>>>

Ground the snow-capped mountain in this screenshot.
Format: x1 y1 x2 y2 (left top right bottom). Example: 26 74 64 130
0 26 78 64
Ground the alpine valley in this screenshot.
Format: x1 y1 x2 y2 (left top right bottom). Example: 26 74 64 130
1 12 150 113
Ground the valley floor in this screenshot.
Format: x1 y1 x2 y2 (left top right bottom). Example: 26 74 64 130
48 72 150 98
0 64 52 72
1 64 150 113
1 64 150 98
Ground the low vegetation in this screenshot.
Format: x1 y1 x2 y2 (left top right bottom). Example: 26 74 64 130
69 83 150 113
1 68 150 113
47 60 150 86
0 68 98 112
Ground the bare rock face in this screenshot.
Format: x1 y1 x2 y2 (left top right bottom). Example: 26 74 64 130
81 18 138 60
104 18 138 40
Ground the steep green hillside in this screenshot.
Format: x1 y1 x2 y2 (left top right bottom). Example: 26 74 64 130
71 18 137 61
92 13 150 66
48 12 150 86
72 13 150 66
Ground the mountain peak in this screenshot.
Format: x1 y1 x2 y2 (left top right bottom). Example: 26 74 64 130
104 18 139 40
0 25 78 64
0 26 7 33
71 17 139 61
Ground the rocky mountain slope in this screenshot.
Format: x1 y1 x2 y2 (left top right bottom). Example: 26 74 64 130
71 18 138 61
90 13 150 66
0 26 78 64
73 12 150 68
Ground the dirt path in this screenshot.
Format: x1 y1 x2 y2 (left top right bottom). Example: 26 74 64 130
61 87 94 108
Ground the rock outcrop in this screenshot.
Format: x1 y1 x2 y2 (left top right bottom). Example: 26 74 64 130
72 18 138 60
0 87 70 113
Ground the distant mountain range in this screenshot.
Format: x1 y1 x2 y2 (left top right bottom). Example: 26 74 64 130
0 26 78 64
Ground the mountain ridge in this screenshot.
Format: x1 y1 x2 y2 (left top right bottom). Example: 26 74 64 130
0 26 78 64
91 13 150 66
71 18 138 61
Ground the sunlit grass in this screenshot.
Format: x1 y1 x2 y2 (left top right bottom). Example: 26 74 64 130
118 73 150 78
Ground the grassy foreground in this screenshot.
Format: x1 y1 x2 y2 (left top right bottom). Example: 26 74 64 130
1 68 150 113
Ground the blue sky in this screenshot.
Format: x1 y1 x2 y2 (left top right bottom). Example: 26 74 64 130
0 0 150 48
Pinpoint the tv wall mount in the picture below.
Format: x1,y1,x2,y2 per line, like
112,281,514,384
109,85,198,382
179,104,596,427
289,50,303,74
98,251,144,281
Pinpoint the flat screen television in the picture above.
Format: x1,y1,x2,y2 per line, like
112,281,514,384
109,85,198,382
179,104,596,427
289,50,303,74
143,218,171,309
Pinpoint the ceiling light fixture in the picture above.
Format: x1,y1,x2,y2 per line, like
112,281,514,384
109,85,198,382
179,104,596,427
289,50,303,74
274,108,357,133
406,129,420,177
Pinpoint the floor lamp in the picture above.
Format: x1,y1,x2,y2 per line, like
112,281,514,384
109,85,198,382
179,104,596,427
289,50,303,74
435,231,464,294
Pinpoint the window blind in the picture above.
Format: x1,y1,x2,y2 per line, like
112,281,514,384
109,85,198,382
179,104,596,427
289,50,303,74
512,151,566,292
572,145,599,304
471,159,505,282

<<<

Description of the task |
Keep the wording exact. Give all of the records again.

Response to the task |
Ground the snow-capped mountain in this screenshot.
Format: x1 y1 x2 y2 (left top right bottom). Example: 26 74 64 130
0 26 78 64
Ground the alpine valley in this screenshot.
Format: x1 y1 x2 y2 (left top right bottom). Example: 26 74 64 130
1 12 150 113
Ground the valley floor in this screenshot.
Format: x1 y1 x2 y2 (left top right bottom). Example: 26 74 64 130
48 72 150 98
0 64 52 72
1 64 150 113
1 64 150 98
Ground the low vegetation in this screenshot.
Format: x1 y1 x2 y2 (left top right bottom). Example: 26 74 64 130
69 83 150 113
1 68 150 113
47 60 150 86
0 68 98 112
Ground the bare rock face in this screenshot.
Format: x1 y1 x2 y2 (left top right bottom). Example: 26 74 64 130
81 18 138 60
104 18 138 40
Ground the steep green hillside in this screenshot.
Format: x1 y1 x2 y2 (left top right bottom). Example: 26 74 64 130
71 18 137 61
92 13 150 66
48 12 150 86
72 13 150 66
Ground the mountain peak in this screenshot.
Format: x1 y1 x2 y2 (left top right bottom). Example: 26 74 64 130
104 18 139 40
0 25 78 64
0 26 7 33
71 17 139 61
Ground the rocky mountain slope in this screenshot.
Format: x1 y1 x2 y2 (left top right bottom). Example: 26 74 64 130
71 18 138 61
90 13 150 66
0 26 78 64
73 12 150 68
Ground the dirt path in this screenshot.
Format: x1 y1 x2 y2 (left top right bottom). Example: 26 74 64 130
61 87 94 108
Ground the rock outcrop in this screenshot.
Format: x1 y1 x2 y2 (left top right bottom). Example: 26 74 64 130
72 18 138 60
0 87 70 113
Ground the distant mountain range in this screenshot.
Format: x1 y1 x2 y2 (left top right bottom). Example: 26 74 64 130
0 26 78 64
Ground the mountain ridge in this screenshot.
Format: x1 y1 x2 y2 (left top right bottom). Example: 26 74 64 130
0 26 78 64
91 13 150 66
71 18 138 61
Ground the sunlit grass in this screenshot.
Format: x1 y1 x2 y2 (left top right bottom). Example: 26 74 64 130
118 73 150 78
Ground the grassy foreground in this screenshot.
Format: x1 y1 x2 y2 (left top right bottom). Example: 26 74 64 130
1 68 150 113
Ground the blue sky in this screenshot.
Format: x1 y1 x2 y2 (left top right bottom). Example: 26 74 64 130
0 0 150 48
Pinpoint the tv wall mount in the picture below.
Format: x1,y1,x2,y2 per line, like
112,281,514,384
109,85,198,382
179,104,596,427
289,50,303,74
98,251,144,281
Pinpoint the flat screen television in the picture above.
Format: x1,y1,x2,y2 per line, like
112,281,514,384
109,85,198,382
179,104,596,427
289,50,303,74
143,218,171,309
Pinpoint the ceiling light fixture in the picture above.
Format: x1,y1,x2,y2 per line, like
112,281,514,384
109,85,198,382
179,104,596,427
289,50,303,74
274,108,357,133
406,129,420,177
Pinpoint the floor lamp in the picture above.
Format: x1,y1,x2,y2 per line, like
112,281,514,384
109,85,198,382
179,104,596,427
289,50,303,74
435,231,464,294
Pinpoint the window blind in the picture above.
Format: x1,y1,x2,y2 per line, like
112,281,514,384
109,85,198,382
179,104,596,427
289,50,303,74
512,151,566,292
572,145,599,304
471,159,505,282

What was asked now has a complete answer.